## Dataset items
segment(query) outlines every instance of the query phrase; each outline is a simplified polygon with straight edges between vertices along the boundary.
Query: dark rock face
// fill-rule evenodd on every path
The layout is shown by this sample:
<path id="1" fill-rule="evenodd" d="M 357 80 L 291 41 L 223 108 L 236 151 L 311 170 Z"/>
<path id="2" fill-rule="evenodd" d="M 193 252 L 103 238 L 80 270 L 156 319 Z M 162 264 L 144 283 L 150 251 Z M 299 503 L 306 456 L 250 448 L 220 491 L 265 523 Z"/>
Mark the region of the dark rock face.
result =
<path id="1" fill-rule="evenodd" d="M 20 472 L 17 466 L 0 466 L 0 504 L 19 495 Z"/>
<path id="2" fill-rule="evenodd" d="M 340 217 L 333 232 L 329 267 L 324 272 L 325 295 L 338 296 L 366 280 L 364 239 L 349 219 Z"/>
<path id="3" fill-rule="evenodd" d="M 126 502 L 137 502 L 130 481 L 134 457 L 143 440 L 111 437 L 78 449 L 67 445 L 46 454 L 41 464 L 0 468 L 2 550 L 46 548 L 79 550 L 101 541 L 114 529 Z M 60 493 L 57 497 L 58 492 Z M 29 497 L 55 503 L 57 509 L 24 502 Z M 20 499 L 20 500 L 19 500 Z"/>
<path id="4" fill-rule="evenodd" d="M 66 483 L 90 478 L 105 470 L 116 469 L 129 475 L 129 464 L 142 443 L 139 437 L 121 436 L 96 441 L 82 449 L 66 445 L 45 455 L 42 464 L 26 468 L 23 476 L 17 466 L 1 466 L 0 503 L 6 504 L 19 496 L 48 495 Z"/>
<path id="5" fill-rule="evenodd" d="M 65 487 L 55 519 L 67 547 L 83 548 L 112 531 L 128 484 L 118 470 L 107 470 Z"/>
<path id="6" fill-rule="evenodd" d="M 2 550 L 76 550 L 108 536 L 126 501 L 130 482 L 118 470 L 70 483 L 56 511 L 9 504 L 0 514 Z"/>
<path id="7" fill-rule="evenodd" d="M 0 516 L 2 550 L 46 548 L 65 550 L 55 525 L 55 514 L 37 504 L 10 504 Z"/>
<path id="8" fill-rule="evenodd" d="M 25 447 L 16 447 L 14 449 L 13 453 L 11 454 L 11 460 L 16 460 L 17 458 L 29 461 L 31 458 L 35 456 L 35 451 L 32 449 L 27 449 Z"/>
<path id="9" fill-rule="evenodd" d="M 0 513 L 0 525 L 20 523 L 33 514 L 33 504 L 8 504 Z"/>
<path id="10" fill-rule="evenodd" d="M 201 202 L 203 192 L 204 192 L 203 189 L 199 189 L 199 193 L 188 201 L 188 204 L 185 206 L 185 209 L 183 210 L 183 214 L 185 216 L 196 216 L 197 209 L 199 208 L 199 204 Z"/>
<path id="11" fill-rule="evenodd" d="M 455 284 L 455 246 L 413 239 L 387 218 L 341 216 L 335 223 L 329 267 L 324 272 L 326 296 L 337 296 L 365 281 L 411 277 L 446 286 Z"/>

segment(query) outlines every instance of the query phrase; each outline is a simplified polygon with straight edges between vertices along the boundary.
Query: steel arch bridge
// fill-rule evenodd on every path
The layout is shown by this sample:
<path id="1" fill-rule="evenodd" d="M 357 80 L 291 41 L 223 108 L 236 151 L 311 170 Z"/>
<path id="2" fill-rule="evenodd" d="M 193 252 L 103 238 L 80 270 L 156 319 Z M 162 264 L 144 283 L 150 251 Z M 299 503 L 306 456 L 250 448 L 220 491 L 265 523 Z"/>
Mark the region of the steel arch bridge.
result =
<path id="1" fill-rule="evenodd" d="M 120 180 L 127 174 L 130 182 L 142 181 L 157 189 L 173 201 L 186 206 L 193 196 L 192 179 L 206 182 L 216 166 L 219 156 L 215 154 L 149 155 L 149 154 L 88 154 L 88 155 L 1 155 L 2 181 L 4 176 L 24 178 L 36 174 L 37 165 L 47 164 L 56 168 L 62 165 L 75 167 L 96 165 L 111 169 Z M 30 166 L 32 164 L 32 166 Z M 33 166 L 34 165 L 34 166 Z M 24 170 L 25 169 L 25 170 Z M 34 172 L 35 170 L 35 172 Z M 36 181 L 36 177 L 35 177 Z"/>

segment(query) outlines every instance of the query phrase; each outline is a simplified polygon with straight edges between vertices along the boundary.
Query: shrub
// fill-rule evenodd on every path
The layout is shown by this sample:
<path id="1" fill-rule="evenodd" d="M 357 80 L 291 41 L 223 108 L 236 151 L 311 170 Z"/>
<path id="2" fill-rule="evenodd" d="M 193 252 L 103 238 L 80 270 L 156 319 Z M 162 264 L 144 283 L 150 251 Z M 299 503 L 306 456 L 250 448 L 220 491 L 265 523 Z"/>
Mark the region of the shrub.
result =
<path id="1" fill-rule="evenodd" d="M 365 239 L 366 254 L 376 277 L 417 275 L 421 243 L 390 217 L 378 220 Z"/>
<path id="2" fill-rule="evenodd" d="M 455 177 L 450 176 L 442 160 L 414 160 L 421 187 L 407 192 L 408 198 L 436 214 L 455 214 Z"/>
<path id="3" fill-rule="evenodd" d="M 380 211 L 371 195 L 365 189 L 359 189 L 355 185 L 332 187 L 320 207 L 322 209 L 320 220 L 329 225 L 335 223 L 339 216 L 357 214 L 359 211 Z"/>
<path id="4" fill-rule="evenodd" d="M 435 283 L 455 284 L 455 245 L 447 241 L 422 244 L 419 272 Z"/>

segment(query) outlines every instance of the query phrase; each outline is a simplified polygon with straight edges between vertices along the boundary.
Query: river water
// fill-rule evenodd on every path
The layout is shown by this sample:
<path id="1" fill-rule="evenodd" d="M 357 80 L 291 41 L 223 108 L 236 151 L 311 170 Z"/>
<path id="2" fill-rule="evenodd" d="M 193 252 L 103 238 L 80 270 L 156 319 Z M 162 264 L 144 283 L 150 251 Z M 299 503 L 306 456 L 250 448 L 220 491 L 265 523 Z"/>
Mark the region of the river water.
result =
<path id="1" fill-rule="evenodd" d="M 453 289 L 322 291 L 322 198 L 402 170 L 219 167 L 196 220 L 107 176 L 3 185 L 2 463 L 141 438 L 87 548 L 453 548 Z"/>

## Exercise description
Find the lines above with the word "river". Copy them out.

## Solution for this exercise
Query: river water
Mark the region of the river water.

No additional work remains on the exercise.